**ОТРЫВОК ТЕКСТА**
..............................

Бранд говорит, что церковь, над которой расстилается небесный свод, не имеет ни стены, ни границ; тоже, в иных несколько выражениях, говорит и Ренан: старую церковь должна заменить новая и величайшая. Одна религиозная догма должна уступить место другой, один род божества – другому, так как истинное происхождение мира неизмеримо выше всего того, что нам говорить о нем наше жалкое воображение, без которого мы не можем представить себе хода вселенной – мысли, встречаемые нами у Ибсена в "Императоре и галилеянине" и в "Бранде". Ренан, как и Ибсен, знает третье царство, в котором сливаются во едино язычество и христианство.

Кроме Тэна и Толстого – ровесников Ибсена и Ренана, который несколько его старше, есть еще один великий, но значительно более молодой, которого можно сравнить с Ибсеном, хотя этот последний никогда не читал его книг, а он одну из слабейших ибсеновских вещей, "Столпы общества".

Это Ницше.

У Ницше, как и у Ибсена, мятежный ум и, как Ибсен, он держал себя в стороне от политической и практической жизни.

Первое между ними сходство то, что оба они придавали значение своему происхождению не от мелких людей.

Ибсен в одном из своих писем ко мне старался доказать, что его родители, как с отцовской, так и с материнской стороны, принадлежали к знатнейшим семьям в Скиене и состояли в родстве как с местной, так и окрестной аристократией. Но Скиен не мировой город и его аристократию не знают уже за его пределами, но Ибсен хотел этим доказать, что причина его горечи против высокопоставленных людей в Норвегит кроется не в разнице его и их происхождения.

Ницше также охотно доказывал окружающим, что он происходит от польского дворянского рода, хотя у него не было никакой родословной, так что это можно было принять за аристократические бредни, тем больше, что указанное им имя Ниэцки уже по своей орфографии показывает свое не польское происхождение. В самом же деле было так: правильная орфография его фамилии – Ницки, и одному молодому польскому почитателю Ницше, Бернарду Шарлит удалось доказать неоспоримое происхождение Ницше из рода Ницки. Он открыл дворянский герб этого рода в печатке, которая в течение столетий была в семье Ницше наследственной вещью. Но властолюбивой морали Ницше и в его аристократизации представлений о мире Шарлит видит, и не без основания, шляхетский дух, унаследованный им от своих польских предков. Ибсен и Ницше (независимо друг от друга) лелеяли мысль (так же, как и Ренан) воспитать благородных людей. Это любимая идея Росмерса, она становится таковою у д-ра Штокмана. Также и Ницше о высшем человеке говорить, как о предварительной задаче поколения, пока Заратустра не возвещает сверхчеловека. И у того, и у другого радикализм по существу аристократичен.

..............................

**ИСХОДНЫЕ ДАННЫЕ**
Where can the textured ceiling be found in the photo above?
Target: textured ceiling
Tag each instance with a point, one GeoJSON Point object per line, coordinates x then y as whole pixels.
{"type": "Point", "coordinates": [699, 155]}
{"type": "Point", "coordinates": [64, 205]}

..............................

**ЗАДАНИЕ**
Пожалуйста, повторите дословно часть отрывка об Ибсене и Ницше от слов «У Ницше, как» до слов «и их происхождения.» включительно. Строки здесь никакой роли не играют.

**ОТВЕТ**
У Ницше, как и у Ибсена, мятежный ум и, как Ибсен, он держал себя в стороне от политической и практической жизни.

Первое между ними сходство то, что оба они придавали значение своему происхождению не от мелких людей.

Ибсен в одном из своих писем ко мне старался доказать, что его родители, как с отцовской, так и с материнской стороны, принадлежали к знатнейшим семьям в Скиене и состояли в родстве как с местной, так и окрестной аристократией. Но Скиен не мировой город и его аристократию не знают уже за его пределами, но Ибсен хотел этим доказать, что причина его горечи против высокопоставленных людей в Норвегит кроется не в разнице его и их происхождения.